*QUOTED TEXT*.
☆ ☆ ☆ ☆

In contrast to the ersatz academics of much of the contemporary art press, there's a considerable contrast in reading old issues of Avalanche magazine, for example, which was published in 1970-1976 by Willloughby Sharp and Liza Bear. It was a forum for artists by artists, who refer to to one another as "Bob" and "Jim" and use language in a plain, jocular tone, throughout. If there's a model for "the artist" in these pages it's as someone who is more of a working class hero than part of a global elite. Artists then could occupy the residue of a bankrupt city's shrinking industries, where fabric scrap warehouses and sweatshops had filled nineteenth century lofts that were more David Copperfield than Williams-Sonoma, more Ms. 45 than Architectural Record. 

In an interview for the catalog of Ends of the Earth: Land Art to 1974 held at MOCA, Willoughby Sharp discusses the founding of Avalanche in relation to the 1969 show Earth Art that Sharp curated for the A.D. White Museum at Cornell University. The catalog for Earth Art was published a year after the exhibit, and it offers a very slim view of the scope of the exhibit. The first issue of Avalanche ends with "Discussions with Heizer, Oppenheim, Smithson" which are also part of a symposium that was held for the exhibit. Without belaboring the history of the Earth Art exhibit, the frustration of a group of young artists in relation to the slow machinations of a large research university which played a reluctant host to them led to the renegade pages of Avalanche

In concert with a magazine like Avalanche there was the founding of an artist-run space in Soho, 112 Greene Street, run by Jeffrey Lew, which was the subject of a recent exhibition at the David Zwirner Gallery and an accompanying catalog, curated by Jessamyn Fiore

The catalog for 112 Greene Street is another amazing telescope view into another New York City, so different from the one we live in now. 112 Greene Street operated from 1970-1976 as an artist run space. The "end" for it occurred in an oblique way: it began to receive government grant money and as the recipient of these funds a more business like bureaucratic structure became necessary. 112 Greene St morphed into the non-profit White Columns which still exists. 

Many of the artists involved with 112 Greene Street moved on to other things in their lives. The most well-known of the artists involved with it was Gordon Matta-Clark, who by coincidence, had been an assistant to Dennis Oppenheim in Ithaca for Oppenheim's projects for the Earth Art  Show. Matta-Clark's migration from Ithaca to the then wild streets of Soho was a trajectory for many, as can be seen in the profiles of the other participants. Vito Acconci and Richard Serra had some involvement with the space as well, which surprised me. There is a hippie-ish cast to a lot of the projects which is overlooked somewhat in the retrospective surveys of Matta-Clark and others. Words such as alchemy and magic are invoked, instead of entropy and dystopia. It leads me to wonder how much that work would look if it were made now. The scale is also localized: there was no active market for these people the way that the market exists now, as a barometer of failure or success. Nor was it meant to travel the world as part of a global network.

☆ ☆ ☆ ☆

*TASKS TO COMPLETE*.
1: Answer these questions about the essay on Avalanche and 112 Greene Street.
(a) Who curated the 1969 Earth Art show, and for which museum?
(b) What non-profit did 112 Greene Street turn into?
(c) For whom had Gordon Matta-Clark worked as an assistant in Ithaca?
2: Print the part of the essay on Avalanche and 112 Greene Street that begins at the words "In contrast to" and stops after "than Architectural Record.", with no changes.

*Dataset excerpt*.
☆ ☆ ☆ ☆

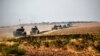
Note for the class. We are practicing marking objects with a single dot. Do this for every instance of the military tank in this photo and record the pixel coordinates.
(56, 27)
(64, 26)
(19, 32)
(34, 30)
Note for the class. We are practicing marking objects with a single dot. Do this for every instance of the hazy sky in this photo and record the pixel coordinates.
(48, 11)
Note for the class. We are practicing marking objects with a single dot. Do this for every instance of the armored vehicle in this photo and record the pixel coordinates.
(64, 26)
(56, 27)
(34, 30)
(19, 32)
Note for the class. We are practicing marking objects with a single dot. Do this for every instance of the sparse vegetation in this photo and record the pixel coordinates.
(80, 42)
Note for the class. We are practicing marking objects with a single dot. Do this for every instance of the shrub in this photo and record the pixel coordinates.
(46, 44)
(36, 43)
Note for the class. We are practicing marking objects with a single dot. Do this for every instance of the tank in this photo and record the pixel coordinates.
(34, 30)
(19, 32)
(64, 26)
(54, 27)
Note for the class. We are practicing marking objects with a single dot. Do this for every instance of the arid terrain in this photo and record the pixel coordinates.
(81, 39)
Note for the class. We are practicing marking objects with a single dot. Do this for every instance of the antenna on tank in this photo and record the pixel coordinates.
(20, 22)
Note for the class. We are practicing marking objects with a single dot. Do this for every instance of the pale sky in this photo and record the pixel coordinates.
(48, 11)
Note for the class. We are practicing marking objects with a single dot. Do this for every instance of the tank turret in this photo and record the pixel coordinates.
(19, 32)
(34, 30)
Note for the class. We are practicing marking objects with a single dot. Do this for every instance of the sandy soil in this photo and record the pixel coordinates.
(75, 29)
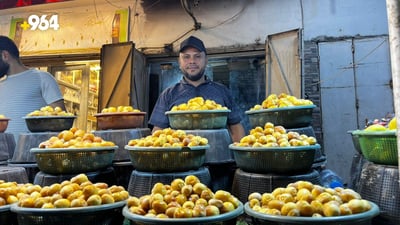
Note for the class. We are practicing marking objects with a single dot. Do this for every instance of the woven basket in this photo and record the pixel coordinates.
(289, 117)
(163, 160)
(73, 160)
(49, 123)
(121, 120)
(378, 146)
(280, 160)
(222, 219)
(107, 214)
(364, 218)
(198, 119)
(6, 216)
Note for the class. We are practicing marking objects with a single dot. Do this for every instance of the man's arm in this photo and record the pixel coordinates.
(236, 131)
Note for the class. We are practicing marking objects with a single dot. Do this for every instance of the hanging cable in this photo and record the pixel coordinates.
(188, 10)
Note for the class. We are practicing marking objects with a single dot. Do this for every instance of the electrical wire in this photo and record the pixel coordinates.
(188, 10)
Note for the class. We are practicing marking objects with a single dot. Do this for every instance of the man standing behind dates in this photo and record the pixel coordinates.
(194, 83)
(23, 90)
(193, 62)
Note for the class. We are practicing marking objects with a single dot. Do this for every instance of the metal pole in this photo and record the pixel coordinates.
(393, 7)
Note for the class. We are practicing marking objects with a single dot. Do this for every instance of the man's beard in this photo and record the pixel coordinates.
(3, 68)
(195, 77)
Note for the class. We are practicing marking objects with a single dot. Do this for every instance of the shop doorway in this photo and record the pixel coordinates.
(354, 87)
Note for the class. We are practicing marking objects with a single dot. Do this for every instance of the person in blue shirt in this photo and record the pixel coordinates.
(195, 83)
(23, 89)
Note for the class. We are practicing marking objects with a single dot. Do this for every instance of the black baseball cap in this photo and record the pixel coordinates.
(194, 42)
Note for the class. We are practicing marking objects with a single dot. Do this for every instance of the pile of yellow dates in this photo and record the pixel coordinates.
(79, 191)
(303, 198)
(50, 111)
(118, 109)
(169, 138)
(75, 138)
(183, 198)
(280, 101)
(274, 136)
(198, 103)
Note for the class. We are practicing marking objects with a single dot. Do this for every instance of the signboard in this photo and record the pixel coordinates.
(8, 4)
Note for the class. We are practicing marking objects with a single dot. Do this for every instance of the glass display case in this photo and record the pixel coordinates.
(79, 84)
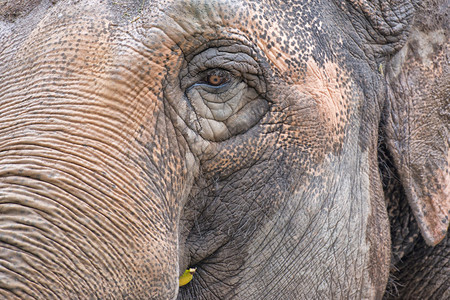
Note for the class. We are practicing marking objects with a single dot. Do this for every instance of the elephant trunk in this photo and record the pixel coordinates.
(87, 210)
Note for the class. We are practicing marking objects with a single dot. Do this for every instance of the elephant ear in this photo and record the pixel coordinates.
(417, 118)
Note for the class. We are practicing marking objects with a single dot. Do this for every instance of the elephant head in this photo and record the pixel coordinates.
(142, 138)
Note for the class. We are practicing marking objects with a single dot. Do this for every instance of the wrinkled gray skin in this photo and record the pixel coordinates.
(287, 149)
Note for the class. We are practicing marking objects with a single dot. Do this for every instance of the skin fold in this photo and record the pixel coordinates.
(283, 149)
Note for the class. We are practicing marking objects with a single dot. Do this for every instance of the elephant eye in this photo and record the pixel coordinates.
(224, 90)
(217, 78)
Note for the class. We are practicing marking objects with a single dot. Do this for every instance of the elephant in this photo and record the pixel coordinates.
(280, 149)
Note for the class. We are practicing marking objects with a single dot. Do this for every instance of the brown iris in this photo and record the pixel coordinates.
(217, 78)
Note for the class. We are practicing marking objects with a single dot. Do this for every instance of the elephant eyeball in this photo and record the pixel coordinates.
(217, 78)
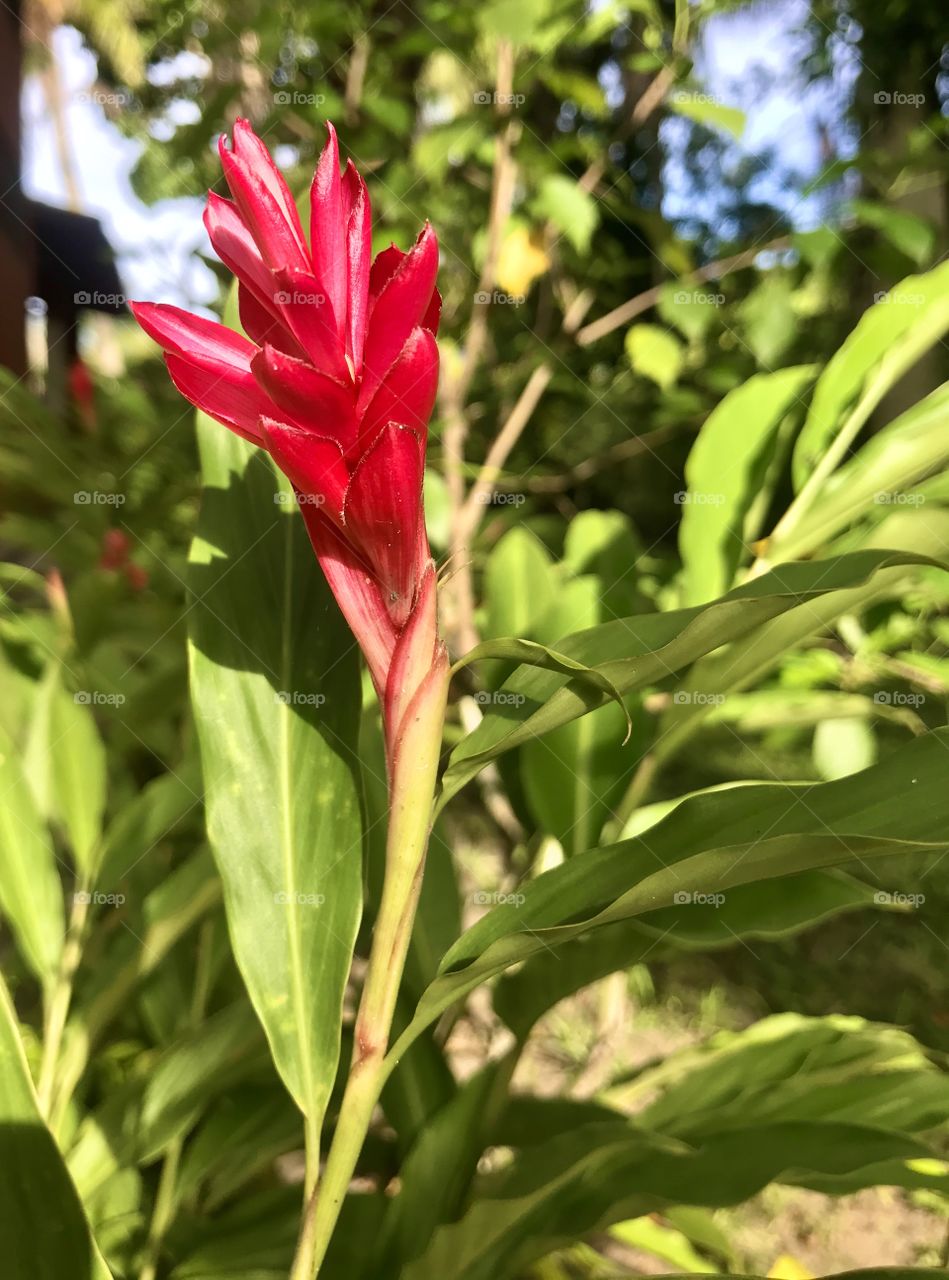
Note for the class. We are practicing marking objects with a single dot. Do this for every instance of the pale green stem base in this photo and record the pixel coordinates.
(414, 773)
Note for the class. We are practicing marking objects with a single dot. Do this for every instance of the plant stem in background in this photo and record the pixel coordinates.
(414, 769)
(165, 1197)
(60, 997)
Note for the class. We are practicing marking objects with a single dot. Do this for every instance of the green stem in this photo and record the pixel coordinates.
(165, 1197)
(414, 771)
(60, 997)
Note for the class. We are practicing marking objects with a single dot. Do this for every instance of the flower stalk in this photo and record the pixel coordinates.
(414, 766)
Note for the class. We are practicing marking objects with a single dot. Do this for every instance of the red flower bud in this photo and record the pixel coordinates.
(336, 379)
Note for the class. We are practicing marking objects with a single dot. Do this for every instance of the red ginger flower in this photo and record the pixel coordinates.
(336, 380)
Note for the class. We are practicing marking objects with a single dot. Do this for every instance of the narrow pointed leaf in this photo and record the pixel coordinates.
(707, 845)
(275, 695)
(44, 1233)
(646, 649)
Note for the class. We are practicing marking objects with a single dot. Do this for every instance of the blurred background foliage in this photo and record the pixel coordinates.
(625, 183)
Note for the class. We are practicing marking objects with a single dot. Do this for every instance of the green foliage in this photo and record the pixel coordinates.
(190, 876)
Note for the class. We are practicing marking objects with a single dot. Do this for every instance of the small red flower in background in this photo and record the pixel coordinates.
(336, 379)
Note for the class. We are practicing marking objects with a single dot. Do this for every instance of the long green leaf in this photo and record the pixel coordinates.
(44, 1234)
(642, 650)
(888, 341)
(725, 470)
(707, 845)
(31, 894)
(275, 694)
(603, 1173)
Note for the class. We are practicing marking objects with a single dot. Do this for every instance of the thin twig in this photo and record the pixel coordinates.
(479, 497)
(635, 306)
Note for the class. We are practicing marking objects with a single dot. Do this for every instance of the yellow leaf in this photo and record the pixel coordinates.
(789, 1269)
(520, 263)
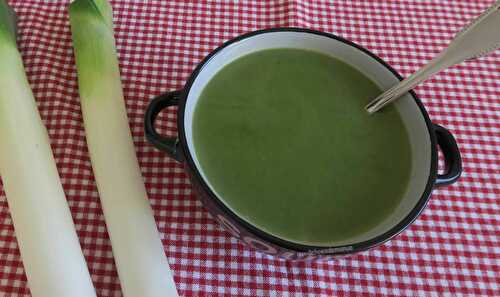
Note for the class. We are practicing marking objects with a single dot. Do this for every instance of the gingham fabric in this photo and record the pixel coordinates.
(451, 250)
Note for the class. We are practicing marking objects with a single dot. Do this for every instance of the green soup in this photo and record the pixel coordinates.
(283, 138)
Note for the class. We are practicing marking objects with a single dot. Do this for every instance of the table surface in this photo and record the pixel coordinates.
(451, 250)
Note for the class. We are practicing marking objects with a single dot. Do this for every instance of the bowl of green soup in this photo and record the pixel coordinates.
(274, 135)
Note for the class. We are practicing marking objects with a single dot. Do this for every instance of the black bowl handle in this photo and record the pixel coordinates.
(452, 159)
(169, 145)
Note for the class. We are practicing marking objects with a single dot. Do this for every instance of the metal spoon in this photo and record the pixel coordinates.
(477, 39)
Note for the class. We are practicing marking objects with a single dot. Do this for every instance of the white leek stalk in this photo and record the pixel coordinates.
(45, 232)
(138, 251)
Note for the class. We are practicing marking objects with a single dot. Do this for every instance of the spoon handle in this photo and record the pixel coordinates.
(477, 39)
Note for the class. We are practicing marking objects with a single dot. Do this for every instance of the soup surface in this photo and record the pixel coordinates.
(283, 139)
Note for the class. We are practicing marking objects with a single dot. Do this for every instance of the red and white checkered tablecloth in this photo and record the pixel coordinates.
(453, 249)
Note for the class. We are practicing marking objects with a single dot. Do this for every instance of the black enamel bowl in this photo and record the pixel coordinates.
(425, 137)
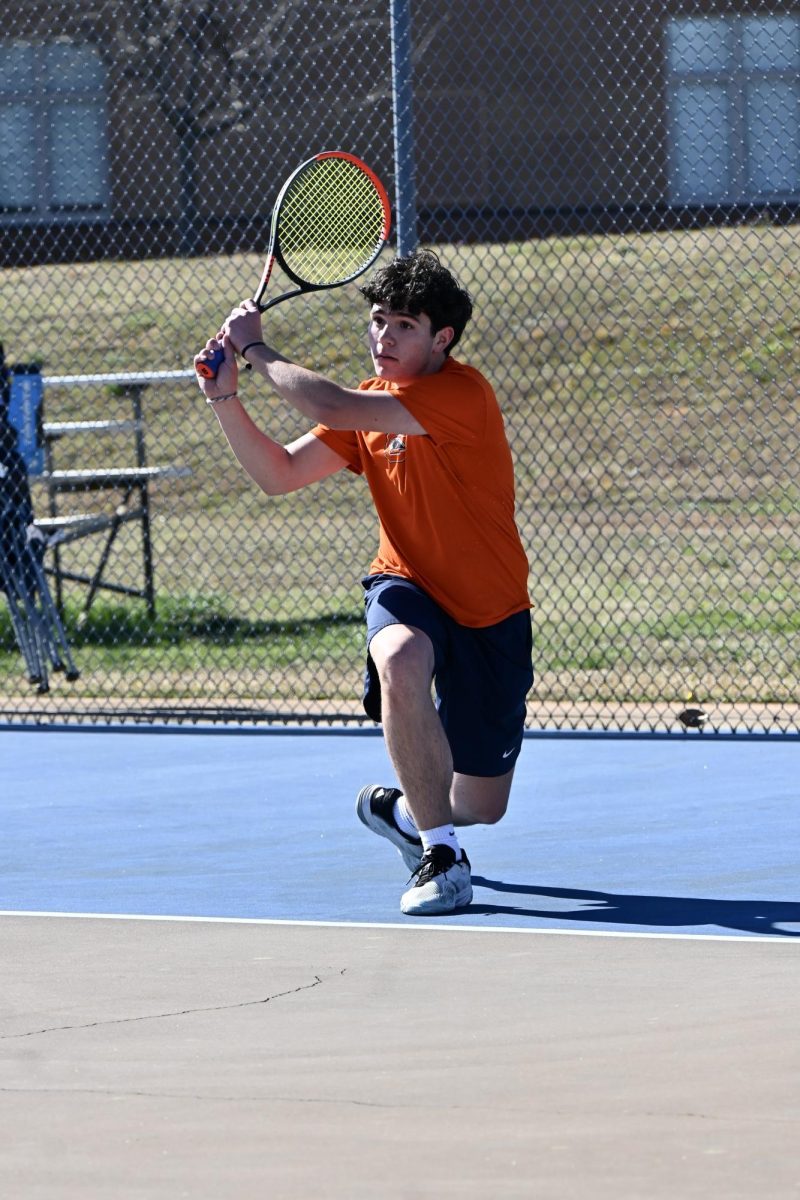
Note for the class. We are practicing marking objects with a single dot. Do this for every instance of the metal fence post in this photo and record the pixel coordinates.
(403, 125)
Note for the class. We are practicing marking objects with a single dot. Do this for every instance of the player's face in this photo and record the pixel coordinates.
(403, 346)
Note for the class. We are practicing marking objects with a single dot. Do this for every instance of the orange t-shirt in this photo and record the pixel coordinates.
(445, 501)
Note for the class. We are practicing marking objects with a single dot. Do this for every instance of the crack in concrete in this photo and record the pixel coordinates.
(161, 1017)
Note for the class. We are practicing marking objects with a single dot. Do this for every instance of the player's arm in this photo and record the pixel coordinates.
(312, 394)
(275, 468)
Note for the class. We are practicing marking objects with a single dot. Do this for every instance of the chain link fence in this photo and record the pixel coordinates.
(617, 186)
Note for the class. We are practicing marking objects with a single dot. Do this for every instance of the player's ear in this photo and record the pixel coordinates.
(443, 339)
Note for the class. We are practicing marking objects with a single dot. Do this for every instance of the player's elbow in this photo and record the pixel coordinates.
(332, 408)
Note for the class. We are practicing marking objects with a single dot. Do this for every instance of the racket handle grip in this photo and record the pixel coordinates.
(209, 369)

☆ ☆ ☆ ☆

*RESPONSES*.
1:
(a) Willoughby Sharp curated it for the A.D. White Museum at Cornell University.
(b) It turned into White Columns.
(c) He had been an assistant to Dennis Oppenheim.

2:
In contrast to the ersatz academics of much of the contemporary art press, there's a considerable contrast in reading old issues of Avalanche magazine, for example, which was published in 1970-1976 by Willloughby Sharp and Liza Bear. It was a forum for artists by artists, who refer to to one another as "Bob" and "Jim" and use language in a plain, jocular tone, throughout. If there's a model for "the artist" in these pages it's as someone who is more of a working class hero than part of a global elite. Artists then could occupy the residue of a bankrupt city's shrinking industries, where fabric scrap warehouses and sweatshops had filled nineteenth century lofts that were more David Copperfield than Williams-Sonoma, more Ms. 45 than Architectural Record.